(Collected data entries)

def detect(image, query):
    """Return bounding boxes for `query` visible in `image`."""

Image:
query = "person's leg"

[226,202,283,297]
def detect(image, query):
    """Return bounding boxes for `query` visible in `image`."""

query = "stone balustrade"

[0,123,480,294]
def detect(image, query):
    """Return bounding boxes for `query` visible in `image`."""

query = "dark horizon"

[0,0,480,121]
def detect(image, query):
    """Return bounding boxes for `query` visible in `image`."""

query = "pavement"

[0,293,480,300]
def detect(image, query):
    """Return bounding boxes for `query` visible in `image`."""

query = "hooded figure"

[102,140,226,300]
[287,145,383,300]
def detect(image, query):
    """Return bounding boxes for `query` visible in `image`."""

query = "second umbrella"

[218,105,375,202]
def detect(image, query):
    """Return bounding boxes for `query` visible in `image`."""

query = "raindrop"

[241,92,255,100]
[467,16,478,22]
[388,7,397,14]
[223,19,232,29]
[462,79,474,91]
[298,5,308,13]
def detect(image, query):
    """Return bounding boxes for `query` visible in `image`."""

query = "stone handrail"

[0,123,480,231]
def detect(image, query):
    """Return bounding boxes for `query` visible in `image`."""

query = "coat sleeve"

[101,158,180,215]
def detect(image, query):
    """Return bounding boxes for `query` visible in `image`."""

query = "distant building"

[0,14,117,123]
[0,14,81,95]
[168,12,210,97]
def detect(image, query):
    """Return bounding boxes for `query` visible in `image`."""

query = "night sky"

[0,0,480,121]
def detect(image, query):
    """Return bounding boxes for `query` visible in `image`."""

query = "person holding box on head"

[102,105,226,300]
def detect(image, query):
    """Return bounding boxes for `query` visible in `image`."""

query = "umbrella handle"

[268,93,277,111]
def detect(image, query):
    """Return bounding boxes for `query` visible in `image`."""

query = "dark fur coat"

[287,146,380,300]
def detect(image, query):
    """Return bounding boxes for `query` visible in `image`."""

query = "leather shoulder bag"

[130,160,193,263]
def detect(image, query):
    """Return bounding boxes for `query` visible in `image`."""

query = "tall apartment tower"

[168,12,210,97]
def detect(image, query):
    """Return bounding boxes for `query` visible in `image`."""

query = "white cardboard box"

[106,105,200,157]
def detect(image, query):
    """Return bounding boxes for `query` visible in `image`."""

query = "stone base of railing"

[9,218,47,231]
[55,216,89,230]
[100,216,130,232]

WRITTEN EXERCISE: Restate all of the entries exactly, please.

RESULT BELOW:
def detect(image, query):
    """Return bounding boxes for `query` visible in `image`."""

Image:
query = "person's leg"

[226,202,283,297]
def detect(image, query):
    """Return bounding boxes for `query` visible in `image`."""

query = "stone balustrade"

[0,123,480,294]
def detect(image, query):
    """Return bounding boxes for `query` visible in `image`."""

query = "dark horizon"

[0,0,480,121]
def detect(image, query):
    """Return bounding boxes for `query` visible in `image`."""

query = "pavement"

[0,293,480,300]
def detect(image, query):
    """Return bounding boxes for `query` visible in `image`."""

query = "hooded figure"

[102,140,226,300]
[287,145,383,300]
def detect(image, query):
    """Return bounding boxes for `query` visible in `image`."""

query = "second umbrella"

[218,105,375,202]
def detect(image, query):
    """Return bounding boxes for `query` visible in `image`."""

query = "raindrop"

[241,92,255,100]
[467,16,478,22]
[388,7,397,14]
[223,19,232,29]
[462,79,474,91]
[298,5,308,13]
def detect(image, query):
    """Return bounding boxes for `query` visible in `image`."""

query = "stone handrail"

[0,123,480,231]
def detect(image, query):
    """Return bounding boxes for `query` visible in `image`."""

query = "coat sleeve"

[101,158,180,215]
def detect(image, query):
    """Return bounding boxes for `query` visible in `image`."""

query = "distant building"

[0,14,117,123]
[0,14,81,95]
[168,12,210,97]
def detect(image, query):
    """Return bounding boxes for `query` visible in `image`."""

query = "night sky"

[0,0,480,121]
def detect(image, query):
    """Return bounding boxes for `query` visible in `image`."""

query = "person holding box on head"

[102,105,226,300]
def detect(image, query):
    """Return bounding boxes for `query` visible in `image`."""

query = "umbrella handle"

[268,93,277,111]
def detect(image, query):
    """Return bounding boxes for `query` visible in `image`."""

query = "dark fur coat"

[287,146,380,300]
def detect(image, query):
    """Return bounding boxes for `query` visible in `image`."""

query = "leather shoulder bag"

[130,160,193,263]
def detect(image, query):
    """Return bounding boxes for `query` visible in `image`."""

query = "tall apartment tower"

[168,12,210,97]
def detect(image, query):
    """Return bounding boxes for `query` visible in `image`."""

query = "white cardboard box"

[106,105,200,157]
def detect(image, query):
    """Return bounding boxes for `query` visible in `image`."""

query = "stone base of railing"

[9,218,47,231]
[55,216,89,230]
[100,216,130,232]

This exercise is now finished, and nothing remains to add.